Texte fourni

Ce tome contient un récit autobiographique complet, s’appréciant mieux avec une connaissance élémentaire du réalisateur Jean-Luc Godard et de quelques-unes des caractéristiques de ses films. Sa parution initiale date de 2023. Il a entièrement été réalisé par Philippe Dupuy. Il comprend cent pages de bandes dessinées, certaines en noir & blanc, d’autres en couleurs. Il se termine avec une liste de référence des films cités ou évoqués dans l’ouvrage : Visages villages (2017) d’Agnès Varda & JR, Orphée de Jean Cocteau (1889-1963), ainsi que dix-neuf films de Godard : À bout de souffle (1960), Le petit soldat (1960), Une femme et une femme (1961), Vivre sa vie (1962), Les carabiniers (1963), Le mépris (1963), Bande à part (1964), Alphaville (1965), Pierrot le fou (1965), Masculin féminin (1966), Made in USA (1966), Deux ou trois choses que je sais d’elle (1967), Week-end (1967), One + One (1968), Vladimir et Rosa (1970), Passion (1982), Prénom Carmen (1983), Je vous salue Marie (1985), Novelle vague (1990). Cette page référence également une citation de Robert Redeker provenant d’un entretien donné par JLG aux Cahiers du cinéma le dix-huit septembre 2019, et en page soixante-dix-neuf une évocation d’œuvres de Paul Klee, Edgar Degas, Pablo Picasso, Henri Matisse, Auguste Renoir, Amadeo Modigliani, Vincent van Gogh
Philippe est en route pour aller voir JLG. Enfin, disons plutôt qu’il est en route pour ne pas le voir. On plus précisément, il veut s’assurer qu’il ne le verra pas. Un jour il est tombé sur une citation de Godard. Celui-ci déclarait que s’il savait dessiner, il y aurait beaucoup de dessins. C’est quelque chose que le cinéaste regrette, ça, d’avoir oublié. Il savait un peu dessiner, et puis il n’a pas pratiqué ça ; et aujourd’hui il a un peu la flemme, mais il aimerait bien savoir dessiner, même pas habilement comme les dessinateurs de bandes dessinées, sans talent, mais dessiner à peu près correctement, dessiner quelque chose, il pense qu’il s’en servirait beaucoup. Déclaration faite dans Introduction à une véritable histoire du cinéma, Paris, Albatros, 1980.
Au volant de sa voiture, Philippe a conduit sur l’autoroute, franchit des villes, des villages, des forêts, d’autres villes, des routes pour automobiles le long d’un pont avec des arches, d’une suite de poteaux électriques, d’un mur antibruit, et enfin il a pris la sortie pour Rolle. Dans cette commune de Suisse du canton de Vaud, il parcourt les rues très tranquilles. Il cherche la maison de JLG : la trouver ou pas ? Il repense à la fameuse scène du film d’Agnès Varda dont tout le monde lui parle dès qu’il dit qu’il va aller à Rolle pour essayer de voir Godard. Dans Visages Villages, Varda et le coréalisateur JR s’arrêtent devant la maison de Godard : ils ne voient pas de sonnette, c’est fermé à clé. JR toque à la porte. Pas de réponse. Varda remarque un mot posé sur la porte : À la ville de Douarnenez, Du côté de la côte. Elle comprend qu’il évoque la mémoire de son époux Jacques Demy.

Données enregistrées
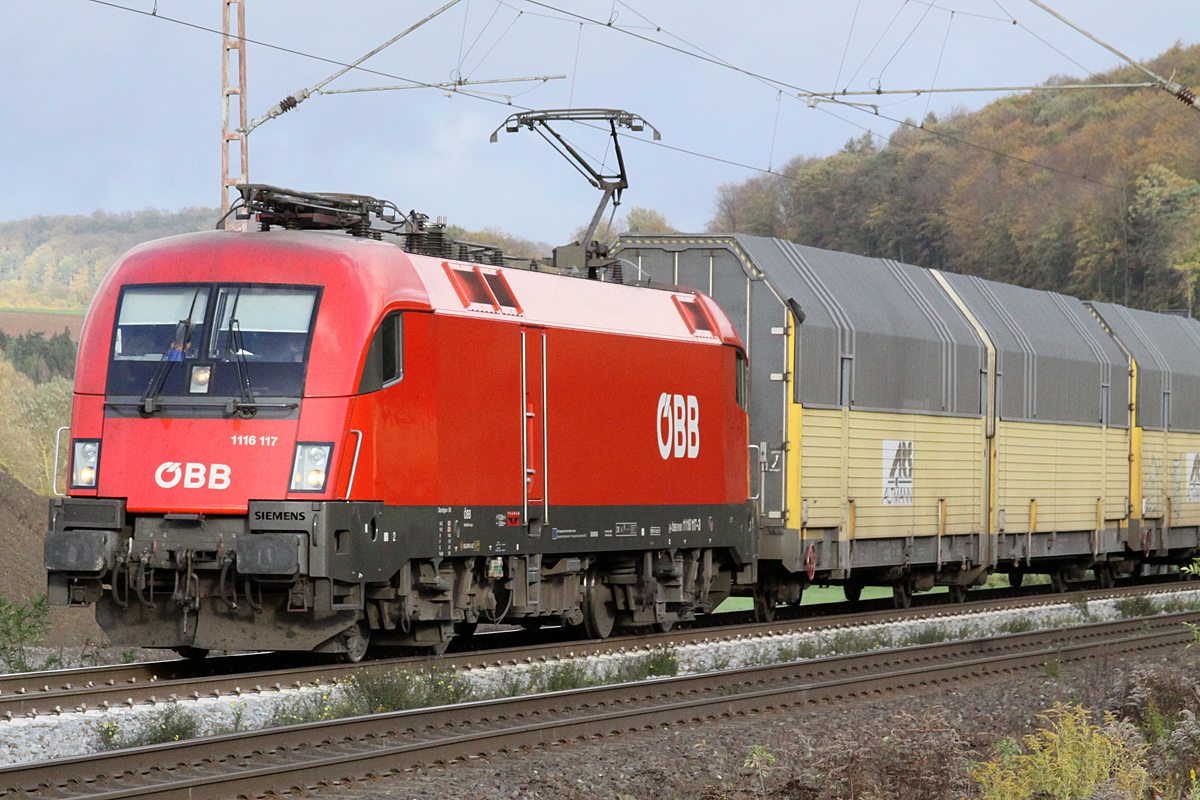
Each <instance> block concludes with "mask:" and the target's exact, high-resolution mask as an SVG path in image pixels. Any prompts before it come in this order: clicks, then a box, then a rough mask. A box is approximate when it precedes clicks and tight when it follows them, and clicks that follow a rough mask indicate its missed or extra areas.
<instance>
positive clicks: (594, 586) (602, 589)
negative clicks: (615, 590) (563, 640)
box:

Consignes
1. D'après le texte fourni, en quelle année ce tome a-t-il paru pour la première fois ?
2. Réécrivez le passage du texte fourni en commençant par « Au volant de » et en allant jusqu'à « époux Jacques Demy. », avec « voiture » remplacé par « camionnette ».

Corrigés
1. En 2023.

2.
Au volant de sa camionnette, Philippe a conduit sur l’autoroute, franchit des villes, des villages, des forêts, d’autres villes, des routes pour automobiles le long d’un pont avec des arches, d’une suite de poteaux électriques, d’un mur antibruit, et enfin il a pris la sortie pour Rolle. Dans cette commune de Suisse du canton de Vaud, il parcourt les rues très tranquilles. Il cherche la maison de JLG : la trouver ou pas ? Il repense à la fameuse scène du film d’Agnès Varda dont tout le monde lui parle dès qu’il dit qu’il va aller à Rolle pour essayer de voir Godard. Dans Visages Villages, Varda et le coréalisateur JR s’arrêtent devant la maison de Godard : ils ne voient pas de sonnette, c’est fermé à clé. JR toque à la porte. Pas de réponse. Varda remarque un mot posé sur la porte : À la ville de Douarnenez, Du côté de la côte. Elle comprend qu’il évoque la mémoire de son époux Jacques Demy.